• Job: Count the lines in the listing below that contain the string "spaces", and give only that number.

• Listing:
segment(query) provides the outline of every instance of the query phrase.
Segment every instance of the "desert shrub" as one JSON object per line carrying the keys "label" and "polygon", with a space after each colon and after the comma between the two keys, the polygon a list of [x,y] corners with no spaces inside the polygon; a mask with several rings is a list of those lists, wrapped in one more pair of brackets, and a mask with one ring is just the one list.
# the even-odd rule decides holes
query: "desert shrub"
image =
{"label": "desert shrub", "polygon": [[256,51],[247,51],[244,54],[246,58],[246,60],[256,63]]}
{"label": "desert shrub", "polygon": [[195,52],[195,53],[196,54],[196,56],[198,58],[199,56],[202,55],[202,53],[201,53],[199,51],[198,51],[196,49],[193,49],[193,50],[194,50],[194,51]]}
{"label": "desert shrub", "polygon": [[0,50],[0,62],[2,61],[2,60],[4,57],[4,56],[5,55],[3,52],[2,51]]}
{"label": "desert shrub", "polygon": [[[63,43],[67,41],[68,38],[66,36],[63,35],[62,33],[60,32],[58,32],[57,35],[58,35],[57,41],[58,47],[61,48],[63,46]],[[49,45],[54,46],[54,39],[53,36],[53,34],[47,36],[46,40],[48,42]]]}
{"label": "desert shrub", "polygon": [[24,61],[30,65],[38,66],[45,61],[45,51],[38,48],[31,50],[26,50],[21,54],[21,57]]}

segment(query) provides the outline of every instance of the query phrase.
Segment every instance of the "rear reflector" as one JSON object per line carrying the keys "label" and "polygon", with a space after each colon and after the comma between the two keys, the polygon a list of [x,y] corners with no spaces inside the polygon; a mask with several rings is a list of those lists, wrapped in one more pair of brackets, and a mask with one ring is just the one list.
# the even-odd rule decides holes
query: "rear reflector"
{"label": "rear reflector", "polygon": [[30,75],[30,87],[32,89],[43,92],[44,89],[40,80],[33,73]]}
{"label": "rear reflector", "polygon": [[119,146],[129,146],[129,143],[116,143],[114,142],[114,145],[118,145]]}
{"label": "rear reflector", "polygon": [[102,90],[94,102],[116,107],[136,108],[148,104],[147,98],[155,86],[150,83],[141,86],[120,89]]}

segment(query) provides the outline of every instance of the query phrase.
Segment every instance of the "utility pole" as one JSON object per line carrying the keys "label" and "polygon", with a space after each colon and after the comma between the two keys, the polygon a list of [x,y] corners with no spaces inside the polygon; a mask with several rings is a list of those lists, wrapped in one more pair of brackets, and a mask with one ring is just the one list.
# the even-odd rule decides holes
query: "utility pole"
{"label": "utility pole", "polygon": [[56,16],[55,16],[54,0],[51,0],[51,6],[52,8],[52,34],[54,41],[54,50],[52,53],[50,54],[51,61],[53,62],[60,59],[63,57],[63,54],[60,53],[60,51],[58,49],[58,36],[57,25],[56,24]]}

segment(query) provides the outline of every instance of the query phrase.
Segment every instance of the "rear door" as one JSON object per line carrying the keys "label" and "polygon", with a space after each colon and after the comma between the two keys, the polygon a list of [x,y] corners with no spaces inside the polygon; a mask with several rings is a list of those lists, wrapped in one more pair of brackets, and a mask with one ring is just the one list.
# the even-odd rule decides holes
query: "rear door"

• Task output: 4